▶ _Task description_: Below is some data. Retype exactly the lines starting at the one with "positive clicks: (480, 558)" and ending at the one with "positive clicks: (263, 477) (463, 473)".

[Items listed in a dataset]
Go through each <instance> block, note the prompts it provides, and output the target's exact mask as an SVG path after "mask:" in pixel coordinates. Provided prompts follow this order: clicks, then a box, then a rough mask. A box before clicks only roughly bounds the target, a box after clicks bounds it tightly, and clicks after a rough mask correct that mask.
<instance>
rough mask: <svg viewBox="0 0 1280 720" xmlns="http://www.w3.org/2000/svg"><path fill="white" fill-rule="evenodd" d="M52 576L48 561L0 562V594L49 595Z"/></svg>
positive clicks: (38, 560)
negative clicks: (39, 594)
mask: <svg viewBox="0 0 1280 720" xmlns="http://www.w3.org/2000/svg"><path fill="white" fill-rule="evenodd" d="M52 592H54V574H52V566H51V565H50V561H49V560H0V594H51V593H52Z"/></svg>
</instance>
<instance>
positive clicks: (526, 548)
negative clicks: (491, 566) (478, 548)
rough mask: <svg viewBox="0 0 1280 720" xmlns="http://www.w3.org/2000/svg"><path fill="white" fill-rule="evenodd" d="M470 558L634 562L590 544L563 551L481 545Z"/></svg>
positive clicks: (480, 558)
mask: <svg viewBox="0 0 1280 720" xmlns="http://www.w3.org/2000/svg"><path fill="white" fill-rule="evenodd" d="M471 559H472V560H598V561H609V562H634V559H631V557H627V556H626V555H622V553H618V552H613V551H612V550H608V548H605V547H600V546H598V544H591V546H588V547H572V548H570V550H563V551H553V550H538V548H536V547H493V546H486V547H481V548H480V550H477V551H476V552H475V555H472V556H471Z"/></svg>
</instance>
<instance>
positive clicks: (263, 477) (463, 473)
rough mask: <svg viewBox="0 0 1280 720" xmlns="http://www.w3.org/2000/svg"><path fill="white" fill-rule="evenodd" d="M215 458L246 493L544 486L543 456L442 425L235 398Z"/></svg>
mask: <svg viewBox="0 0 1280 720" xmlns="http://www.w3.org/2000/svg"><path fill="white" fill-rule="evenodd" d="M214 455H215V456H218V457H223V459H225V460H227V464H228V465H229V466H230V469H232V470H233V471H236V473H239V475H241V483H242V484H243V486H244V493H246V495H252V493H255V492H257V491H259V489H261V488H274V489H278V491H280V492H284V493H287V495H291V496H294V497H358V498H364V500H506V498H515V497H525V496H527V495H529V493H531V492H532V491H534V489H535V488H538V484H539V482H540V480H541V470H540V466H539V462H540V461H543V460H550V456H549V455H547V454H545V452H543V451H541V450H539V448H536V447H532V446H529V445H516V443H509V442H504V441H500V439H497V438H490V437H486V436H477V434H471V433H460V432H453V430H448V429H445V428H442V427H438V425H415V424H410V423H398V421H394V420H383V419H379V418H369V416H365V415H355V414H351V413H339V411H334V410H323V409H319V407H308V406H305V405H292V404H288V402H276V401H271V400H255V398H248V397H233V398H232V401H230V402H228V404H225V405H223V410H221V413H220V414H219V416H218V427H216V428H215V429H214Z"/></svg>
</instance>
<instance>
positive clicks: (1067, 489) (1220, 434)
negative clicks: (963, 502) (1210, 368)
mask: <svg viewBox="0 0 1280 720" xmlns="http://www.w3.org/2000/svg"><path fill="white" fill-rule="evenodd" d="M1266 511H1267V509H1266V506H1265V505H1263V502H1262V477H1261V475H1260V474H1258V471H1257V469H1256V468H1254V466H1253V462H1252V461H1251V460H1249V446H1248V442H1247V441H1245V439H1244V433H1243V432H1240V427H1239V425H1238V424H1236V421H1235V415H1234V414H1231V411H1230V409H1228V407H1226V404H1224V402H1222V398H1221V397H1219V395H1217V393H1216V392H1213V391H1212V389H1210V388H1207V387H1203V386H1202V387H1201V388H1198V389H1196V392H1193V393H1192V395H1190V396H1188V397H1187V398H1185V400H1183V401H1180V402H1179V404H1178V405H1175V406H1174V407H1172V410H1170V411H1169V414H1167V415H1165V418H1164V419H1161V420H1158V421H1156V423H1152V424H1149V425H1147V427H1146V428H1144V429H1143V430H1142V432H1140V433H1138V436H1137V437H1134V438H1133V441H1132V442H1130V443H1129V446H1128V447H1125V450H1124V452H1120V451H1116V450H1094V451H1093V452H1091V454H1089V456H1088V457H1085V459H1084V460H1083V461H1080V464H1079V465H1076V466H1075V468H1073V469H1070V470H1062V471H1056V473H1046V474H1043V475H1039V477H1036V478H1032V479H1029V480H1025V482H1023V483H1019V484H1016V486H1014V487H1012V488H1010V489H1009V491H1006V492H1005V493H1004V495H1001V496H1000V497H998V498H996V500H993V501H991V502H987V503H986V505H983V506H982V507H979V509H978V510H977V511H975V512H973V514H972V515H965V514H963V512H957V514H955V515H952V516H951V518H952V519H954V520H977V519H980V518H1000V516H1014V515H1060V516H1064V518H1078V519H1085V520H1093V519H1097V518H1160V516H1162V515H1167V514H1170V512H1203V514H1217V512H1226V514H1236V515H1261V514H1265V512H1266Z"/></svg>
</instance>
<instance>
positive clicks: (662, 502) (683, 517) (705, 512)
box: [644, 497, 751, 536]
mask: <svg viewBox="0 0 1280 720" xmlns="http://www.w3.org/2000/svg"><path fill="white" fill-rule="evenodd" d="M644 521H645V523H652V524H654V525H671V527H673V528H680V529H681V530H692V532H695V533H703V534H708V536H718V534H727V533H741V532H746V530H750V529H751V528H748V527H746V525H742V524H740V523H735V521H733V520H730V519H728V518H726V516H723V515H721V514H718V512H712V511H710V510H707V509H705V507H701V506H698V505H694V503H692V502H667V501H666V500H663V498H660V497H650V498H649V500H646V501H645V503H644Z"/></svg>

▶ _Written solution_:
positive clicks: (480, 558)
mask: <svg viewBox="0 0 1280 720" xmlns="http://www.w3.org/2000/svg"><path fill="white" fill-rule="evenodd" d="M471 559H472V560H598V561H609V562H634V559H631V557H627V556H626V555H622V553H618V552H613V551H612V550H608V548H605V547H600V546H598V544H591V546H588V547H572V548H570V550H563V551H553V550H538V548H536V547H493V546H486V547H481V548H480V550H477V551H476V552H475V555H472V556H471Z"/></svg>
</instance>
<instance>
positive clicks: (263, 477) (463, 473)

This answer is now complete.